■ ESERCIZIO BREVE:
Nella recensione di Cosmopolis, quale attore era stato pensato per la parte di Eric Packer prima di Robert Pattinson?

■ BRANO SCELTO:
***

NOI SIAMO A COSMOPOLIS


Cosmopolis è stato snobbato dalla Cannes di Nanni Moretti ed è un peccato.
David Cronenberg firma, su invito del produttore, e suggerimento ispirato del figlio del produttore, Paulo Branco, questo spietato e straniante adattamento cinematografico del romanzo dell’osannato scrittore americano Don DeLillo.
Come interprete principale nella parte di Eric Packer il regista canadese ha scelto, per ripiego al posto di Colin Farrell, impegnato nelle riprese del remake di Total Recall, quel Robert Pattinson, attore di culto tra teenagers pruriginose e famoso ai più per il suo ruolo nella saga Twilight. Adesso qualche maligno potrà pensare ad una scelta meramente commerciale, vista l'immensa fama di cui gode il giovine vampiro. Io voglio credere invece che il caso, e il fiuto di Cronenberg per gli attori capaci d’interpretazioni eccezionali, abbiano stavolta giocato a favore di una trasposizione del personaggio quanto mai riuscita ed efficace. Pattinson è adeguato all’immagine di un ragazzo miliardario che nell'arco di una giornata in un viaggio, breve nella distanza ma infinito nel tempo, muterà se stesso radicalmente e si ritroverà faccia a faccia con la fine del mondo, più precisamente la fine del suo mondo.
Il film apre con un carrello che ci mostra una fila di bianche, identiche limousine con relativi piloti in divisa d’ordinanza per staccare poi su un annoiato Eric Packer in compagnia del suo capo della sicurezza Torval, un granitico Kevin Durand già uomo-cane Joshua nella serie tv Dark Angel e Blob, il mutante inamovibile, in X-Men le origini: Wolverine.
Packer, cognome caratterizzante che può essere tradotto in italiano col significato di confezionatore, imballatore, decide di recarsi dal barbiere di famiglia per farsi “aggiustare il taglio”. Il giovane non ha un capello fuori posto e sembra appena uscito da una pagina di Vanity Fair, quindi la sua insistente richiesta appare un pretesto evidente per mascherare un bisogno prepotente di tornare alle origini, all’infanzia, alla ricerca d’emozioni che non prova più da tempo. Di fatto nonostante la giovane età, Packer è bruciato dalla sua condizione: un ricco erede a capo di un impero finanziario opprimente che lo ha portato ad isolarsi dal mondo reale.

***

■ ESTRATTI DEI DATI:
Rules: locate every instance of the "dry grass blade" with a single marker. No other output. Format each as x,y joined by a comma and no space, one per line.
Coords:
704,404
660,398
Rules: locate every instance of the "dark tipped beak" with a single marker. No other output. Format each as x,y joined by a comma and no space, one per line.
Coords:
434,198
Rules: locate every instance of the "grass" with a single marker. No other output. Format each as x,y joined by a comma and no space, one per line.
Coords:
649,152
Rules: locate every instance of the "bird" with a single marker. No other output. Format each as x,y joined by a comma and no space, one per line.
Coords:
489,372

***

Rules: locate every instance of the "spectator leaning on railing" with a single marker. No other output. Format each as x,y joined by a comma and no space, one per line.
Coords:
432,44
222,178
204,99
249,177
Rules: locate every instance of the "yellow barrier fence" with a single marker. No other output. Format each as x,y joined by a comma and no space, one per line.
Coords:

***

■ SOLUZIONE ESERCIZIO:
Colin Farrell, che però era impegnato nelle riprese del remake di Total Recall.